- _What you need to do_
From the entries below, pull out every line that contains the word "hair" and copy each one in full.

Region labeling records
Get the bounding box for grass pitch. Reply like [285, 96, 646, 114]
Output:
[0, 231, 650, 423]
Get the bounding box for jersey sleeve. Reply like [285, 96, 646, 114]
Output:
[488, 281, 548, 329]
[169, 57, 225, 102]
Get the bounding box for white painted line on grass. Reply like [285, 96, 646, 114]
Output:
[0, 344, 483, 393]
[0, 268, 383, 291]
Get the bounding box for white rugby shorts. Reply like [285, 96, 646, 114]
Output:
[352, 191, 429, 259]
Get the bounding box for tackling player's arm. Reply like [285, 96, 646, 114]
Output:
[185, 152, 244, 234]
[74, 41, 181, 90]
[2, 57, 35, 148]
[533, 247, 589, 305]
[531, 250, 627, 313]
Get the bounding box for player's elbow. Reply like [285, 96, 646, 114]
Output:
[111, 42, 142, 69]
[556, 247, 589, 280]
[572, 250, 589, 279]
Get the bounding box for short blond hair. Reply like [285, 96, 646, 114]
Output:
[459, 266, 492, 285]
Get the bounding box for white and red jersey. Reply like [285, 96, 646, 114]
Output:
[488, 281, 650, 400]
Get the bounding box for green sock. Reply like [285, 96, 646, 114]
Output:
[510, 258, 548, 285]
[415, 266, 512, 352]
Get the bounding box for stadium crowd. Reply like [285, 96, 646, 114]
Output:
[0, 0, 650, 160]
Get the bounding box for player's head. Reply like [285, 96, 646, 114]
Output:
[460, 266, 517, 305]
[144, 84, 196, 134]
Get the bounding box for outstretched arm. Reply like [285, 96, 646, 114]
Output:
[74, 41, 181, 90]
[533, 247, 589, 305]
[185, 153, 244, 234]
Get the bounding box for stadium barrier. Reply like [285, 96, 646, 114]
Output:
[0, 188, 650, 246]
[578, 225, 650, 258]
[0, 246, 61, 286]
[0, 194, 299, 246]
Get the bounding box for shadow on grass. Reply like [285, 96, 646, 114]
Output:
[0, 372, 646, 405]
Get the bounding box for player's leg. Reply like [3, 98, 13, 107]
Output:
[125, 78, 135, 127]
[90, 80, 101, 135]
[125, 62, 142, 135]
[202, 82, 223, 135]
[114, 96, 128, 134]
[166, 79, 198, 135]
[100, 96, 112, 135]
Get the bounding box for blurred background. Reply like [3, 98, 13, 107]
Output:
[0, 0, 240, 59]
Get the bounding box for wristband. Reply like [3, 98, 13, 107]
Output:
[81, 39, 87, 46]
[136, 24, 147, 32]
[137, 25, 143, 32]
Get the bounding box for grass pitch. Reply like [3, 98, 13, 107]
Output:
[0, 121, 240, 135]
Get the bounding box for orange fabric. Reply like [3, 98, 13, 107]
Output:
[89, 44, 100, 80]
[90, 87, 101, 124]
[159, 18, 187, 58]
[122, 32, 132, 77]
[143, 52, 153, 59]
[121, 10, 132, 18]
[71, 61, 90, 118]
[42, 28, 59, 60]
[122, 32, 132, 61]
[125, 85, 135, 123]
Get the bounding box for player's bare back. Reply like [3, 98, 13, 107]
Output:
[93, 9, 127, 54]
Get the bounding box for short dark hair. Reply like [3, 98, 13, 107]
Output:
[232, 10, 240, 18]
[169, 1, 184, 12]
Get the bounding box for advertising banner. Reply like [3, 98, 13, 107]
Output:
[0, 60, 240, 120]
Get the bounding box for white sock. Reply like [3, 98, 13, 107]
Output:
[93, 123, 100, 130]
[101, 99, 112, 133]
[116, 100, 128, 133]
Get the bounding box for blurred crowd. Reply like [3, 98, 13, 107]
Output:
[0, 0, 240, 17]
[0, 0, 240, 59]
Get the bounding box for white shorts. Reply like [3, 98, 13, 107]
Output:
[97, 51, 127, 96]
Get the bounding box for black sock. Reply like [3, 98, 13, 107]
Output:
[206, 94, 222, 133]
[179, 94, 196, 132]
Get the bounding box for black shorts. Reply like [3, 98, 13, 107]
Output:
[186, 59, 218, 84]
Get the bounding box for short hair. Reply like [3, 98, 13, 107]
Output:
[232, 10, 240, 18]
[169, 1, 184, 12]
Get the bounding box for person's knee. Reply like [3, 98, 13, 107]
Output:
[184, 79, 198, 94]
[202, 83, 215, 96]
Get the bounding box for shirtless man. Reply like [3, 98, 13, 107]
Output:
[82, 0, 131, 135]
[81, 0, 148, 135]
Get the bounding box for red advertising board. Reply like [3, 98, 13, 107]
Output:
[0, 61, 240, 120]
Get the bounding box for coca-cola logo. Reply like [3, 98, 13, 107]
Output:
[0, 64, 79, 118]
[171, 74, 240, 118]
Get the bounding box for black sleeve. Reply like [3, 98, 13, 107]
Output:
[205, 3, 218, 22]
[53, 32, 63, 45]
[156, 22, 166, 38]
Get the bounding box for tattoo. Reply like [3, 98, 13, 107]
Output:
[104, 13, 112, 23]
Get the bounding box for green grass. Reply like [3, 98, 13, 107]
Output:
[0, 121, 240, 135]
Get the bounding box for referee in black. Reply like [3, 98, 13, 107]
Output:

- _Finished answer_
Get the bounding box for short blond hair. Reply like [285, 96, 646, 114]
Get the bounding box for short dark hair. Reply like [3, 98, 13, 107]
Get the bounding box for short hair. Reply like [3, 98, 13, 107]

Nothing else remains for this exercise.